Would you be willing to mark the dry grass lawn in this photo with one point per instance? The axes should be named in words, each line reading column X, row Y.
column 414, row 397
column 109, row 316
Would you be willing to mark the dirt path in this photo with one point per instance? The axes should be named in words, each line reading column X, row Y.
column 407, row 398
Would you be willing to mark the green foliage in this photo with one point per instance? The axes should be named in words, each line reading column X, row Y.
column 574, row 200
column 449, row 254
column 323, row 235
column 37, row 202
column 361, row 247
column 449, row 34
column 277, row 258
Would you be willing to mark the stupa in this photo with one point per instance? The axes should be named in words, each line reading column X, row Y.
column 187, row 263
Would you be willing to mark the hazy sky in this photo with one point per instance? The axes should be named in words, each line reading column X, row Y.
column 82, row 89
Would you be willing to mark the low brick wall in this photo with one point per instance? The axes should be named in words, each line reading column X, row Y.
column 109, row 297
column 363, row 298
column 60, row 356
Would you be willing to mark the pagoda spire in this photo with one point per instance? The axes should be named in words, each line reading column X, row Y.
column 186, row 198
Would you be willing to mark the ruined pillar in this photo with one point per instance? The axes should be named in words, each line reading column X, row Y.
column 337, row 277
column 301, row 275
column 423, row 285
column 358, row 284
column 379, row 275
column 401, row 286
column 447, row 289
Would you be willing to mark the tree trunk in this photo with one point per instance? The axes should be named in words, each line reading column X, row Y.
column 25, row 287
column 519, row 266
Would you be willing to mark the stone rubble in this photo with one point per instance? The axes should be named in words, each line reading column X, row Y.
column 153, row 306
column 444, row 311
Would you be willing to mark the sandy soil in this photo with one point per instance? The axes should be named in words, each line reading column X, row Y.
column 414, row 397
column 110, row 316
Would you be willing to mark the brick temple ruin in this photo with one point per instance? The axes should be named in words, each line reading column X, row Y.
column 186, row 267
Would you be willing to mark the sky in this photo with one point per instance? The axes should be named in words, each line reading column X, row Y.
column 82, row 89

......

### GIVEN INSTRUCTION
Reproduce verbatim the data lines from the line containing "Would you be willing to mark the low" through the line containing "column 60, row 356".

### THE ANSWER
Would you be willing to mark the low brick wall in this photo with one point per instance? The axes should be named in words, each line reading column X, row Y.
column 109, row 297
column 363, row 298
column 60, row 356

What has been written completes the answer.